▶ [Exercise]
Edit the material below by changing each "instance" to "occurrence" and leaving all other text as it is.

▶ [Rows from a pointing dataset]
■ ■ ■

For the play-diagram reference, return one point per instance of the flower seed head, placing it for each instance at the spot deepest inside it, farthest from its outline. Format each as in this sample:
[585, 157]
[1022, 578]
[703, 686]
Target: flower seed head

■ ■ ■

▶ [Expected output]
For the play-diagram reference, return one point per occurrence of the flower seed head, placing it for each occurrence at the spot deepest inside it, farthest from its outline. Format each as in this sample:
[585, 157]
[1022, 578]
[703, 686]
Target: flower seed head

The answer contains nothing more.